STATED TASK: State how many of the lines below contain the string "window". Give only the number.
----
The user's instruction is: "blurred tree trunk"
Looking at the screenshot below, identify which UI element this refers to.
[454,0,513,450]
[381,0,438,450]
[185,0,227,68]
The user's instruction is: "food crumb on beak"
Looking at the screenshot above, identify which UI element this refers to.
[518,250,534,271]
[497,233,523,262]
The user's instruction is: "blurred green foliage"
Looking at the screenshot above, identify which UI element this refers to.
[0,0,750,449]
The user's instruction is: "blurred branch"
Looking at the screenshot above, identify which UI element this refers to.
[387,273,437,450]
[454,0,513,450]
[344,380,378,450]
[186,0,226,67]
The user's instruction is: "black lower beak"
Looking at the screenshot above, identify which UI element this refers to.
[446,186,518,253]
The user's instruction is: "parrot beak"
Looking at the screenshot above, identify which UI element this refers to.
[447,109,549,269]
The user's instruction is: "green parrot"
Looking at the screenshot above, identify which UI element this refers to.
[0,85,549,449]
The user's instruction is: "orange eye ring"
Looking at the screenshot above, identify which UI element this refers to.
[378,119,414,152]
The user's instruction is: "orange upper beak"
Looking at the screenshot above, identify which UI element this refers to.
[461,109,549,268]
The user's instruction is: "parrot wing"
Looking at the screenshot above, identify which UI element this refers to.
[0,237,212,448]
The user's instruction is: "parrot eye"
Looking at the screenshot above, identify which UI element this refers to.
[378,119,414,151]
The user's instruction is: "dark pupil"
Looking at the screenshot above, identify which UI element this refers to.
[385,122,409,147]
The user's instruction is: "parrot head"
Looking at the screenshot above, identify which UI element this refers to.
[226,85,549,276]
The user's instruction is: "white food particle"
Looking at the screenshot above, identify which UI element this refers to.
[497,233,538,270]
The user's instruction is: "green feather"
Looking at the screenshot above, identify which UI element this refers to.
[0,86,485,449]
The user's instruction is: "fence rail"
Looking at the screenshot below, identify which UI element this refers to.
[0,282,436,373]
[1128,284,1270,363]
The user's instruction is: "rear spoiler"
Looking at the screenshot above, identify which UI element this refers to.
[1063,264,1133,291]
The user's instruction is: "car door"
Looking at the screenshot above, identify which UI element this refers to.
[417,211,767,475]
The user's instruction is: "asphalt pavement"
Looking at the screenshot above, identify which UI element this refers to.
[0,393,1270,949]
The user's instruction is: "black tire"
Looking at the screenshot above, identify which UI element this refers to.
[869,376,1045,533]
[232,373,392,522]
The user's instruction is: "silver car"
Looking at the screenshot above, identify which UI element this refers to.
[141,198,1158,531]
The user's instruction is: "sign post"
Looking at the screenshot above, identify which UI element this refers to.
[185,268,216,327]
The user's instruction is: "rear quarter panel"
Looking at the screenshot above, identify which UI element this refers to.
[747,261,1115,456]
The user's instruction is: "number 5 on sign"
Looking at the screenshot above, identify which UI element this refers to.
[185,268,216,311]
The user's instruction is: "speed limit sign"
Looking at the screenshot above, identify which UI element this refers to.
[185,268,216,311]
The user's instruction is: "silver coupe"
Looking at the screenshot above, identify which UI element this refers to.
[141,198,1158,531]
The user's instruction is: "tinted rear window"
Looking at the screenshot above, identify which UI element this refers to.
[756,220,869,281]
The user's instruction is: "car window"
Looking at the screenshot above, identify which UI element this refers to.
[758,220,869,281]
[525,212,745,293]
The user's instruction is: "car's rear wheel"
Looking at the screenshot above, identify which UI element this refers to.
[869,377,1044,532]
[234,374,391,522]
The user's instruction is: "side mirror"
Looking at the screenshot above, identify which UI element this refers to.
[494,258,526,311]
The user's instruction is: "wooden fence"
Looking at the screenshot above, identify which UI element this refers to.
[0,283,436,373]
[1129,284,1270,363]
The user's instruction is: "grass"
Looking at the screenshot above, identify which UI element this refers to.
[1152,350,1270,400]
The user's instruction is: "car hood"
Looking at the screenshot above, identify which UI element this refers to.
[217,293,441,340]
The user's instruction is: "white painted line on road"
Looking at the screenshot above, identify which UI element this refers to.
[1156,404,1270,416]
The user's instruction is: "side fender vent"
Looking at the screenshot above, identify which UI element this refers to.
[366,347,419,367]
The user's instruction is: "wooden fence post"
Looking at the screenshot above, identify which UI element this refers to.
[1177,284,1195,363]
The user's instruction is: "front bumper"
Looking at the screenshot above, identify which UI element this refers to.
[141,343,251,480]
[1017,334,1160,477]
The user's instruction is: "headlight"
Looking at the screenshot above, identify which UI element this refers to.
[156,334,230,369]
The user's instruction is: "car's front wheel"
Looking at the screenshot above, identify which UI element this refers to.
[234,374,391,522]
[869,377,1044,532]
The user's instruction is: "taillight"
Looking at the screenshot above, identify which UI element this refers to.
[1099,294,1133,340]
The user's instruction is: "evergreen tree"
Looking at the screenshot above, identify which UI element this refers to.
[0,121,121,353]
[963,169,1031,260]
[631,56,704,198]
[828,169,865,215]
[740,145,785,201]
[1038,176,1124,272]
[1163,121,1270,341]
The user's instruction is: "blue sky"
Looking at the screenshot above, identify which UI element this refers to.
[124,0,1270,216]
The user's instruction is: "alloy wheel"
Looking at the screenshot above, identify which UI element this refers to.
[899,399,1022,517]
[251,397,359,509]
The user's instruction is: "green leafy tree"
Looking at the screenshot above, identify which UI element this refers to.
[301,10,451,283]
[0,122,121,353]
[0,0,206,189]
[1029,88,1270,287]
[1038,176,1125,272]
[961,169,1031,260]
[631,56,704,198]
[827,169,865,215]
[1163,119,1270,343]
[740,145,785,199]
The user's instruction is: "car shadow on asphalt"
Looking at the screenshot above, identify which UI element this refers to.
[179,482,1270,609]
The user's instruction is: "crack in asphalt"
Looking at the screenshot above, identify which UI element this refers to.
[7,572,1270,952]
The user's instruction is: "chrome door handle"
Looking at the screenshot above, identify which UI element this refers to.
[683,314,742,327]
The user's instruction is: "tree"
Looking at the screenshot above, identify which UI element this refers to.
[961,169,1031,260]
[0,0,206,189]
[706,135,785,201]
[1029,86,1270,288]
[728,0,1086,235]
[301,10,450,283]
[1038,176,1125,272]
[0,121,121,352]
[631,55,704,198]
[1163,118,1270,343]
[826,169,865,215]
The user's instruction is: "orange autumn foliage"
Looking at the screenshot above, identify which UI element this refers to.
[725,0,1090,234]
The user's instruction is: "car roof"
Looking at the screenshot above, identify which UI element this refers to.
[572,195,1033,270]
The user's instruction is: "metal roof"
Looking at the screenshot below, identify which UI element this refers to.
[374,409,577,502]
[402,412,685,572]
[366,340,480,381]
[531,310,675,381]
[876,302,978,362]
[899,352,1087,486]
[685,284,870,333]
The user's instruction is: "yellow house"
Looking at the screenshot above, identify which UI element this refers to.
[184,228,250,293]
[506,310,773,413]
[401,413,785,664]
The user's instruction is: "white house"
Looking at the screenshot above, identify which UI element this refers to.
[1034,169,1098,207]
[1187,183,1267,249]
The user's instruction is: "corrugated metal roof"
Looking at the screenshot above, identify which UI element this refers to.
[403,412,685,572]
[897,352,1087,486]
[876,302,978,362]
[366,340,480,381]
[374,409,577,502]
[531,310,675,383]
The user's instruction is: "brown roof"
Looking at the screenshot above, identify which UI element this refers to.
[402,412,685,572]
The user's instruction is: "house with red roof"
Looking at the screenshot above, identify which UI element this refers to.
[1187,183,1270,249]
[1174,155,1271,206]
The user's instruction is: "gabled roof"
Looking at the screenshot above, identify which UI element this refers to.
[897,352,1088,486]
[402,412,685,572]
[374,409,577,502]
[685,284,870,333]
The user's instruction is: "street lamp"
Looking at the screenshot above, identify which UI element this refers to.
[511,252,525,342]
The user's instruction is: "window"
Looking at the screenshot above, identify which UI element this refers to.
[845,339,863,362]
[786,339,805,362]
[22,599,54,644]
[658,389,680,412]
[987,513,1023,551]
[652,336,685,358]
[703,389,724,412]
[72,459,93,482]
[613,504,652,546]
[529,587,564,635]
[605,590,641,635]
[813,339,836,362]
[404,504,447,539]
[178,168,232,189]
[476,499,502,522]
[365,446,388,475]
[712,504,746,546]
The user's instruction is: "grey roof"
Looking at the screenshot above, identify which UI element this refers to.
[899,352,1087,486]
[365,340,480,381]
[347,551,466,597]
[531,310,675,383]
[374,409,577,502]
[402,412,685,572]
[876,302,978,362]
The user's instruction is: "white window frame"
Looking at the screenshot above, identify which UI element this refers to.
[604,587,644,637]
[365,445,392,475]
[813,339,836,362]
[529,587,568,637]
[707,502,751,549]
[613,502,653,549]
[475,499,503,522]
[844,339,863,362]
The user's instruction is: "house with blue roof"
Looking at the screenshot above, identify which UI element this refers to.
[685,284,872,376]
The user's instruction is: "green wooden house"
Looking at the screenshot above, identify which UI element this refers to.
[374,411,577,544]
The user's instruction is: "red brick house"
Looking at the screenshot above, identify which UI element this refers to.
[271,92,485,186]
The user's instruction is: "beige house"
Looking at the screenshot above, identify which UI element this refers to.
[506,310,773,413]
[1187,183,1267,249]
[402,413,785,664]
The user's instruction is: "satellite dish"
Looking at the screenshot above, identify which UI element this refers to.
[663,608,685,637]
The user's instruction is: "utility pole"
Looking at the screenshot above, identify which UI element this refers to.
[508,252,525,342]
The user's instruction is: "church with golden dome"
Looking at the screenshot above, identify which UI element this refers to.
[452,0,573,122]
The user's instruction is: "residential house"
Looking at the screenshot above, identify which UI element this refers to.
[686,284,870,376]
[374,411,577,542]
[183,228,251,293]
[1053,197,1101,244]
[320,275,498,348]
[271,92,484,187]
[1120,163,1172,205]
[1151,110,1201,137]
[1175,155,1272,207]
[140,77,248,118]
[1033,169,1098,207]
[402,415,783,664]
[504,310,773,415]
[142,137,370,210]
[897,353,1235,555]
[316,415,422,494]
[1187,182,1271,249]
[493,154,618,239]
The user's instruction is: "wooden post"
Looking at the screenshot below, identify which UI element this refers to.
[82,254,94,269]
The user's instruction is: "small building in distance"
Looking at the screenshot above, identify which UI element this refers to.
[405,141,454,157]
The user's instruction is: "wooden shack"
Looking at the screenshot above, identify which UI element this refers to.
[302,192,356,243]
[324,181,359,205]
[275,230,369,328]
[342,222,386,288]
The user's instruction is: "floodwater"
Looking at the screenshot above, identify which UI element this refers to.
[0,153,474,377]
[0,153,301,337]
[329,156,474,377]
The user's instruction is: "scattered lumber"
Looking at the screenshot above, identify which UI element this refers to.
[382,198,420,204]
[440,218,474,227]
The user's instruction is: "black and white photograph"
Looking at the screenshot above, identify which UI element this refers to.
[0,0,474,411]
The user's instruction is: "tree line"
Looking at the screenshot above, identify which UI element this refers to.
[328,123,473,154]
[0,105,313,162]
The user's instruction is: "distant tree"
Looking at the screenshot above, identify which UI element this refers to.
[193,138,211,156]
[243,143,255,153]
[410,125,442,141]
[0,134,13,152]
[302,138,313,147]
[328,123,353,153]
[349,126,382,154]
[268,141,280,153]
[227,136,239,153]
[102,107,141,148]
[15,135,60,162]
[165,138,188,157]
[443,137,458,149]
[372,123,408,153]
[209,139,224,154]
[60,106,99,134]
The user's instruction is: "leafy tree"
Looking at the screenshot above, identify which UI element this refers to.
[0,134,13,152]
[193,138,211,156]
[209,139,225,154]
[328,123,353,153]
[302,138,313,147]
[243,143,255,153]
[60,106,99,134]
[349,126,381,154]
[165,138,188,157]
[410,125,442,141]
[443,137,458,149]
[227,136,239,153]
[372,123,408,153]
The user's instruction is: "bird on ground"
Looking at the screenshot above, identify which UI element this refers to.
----
REPLY: 4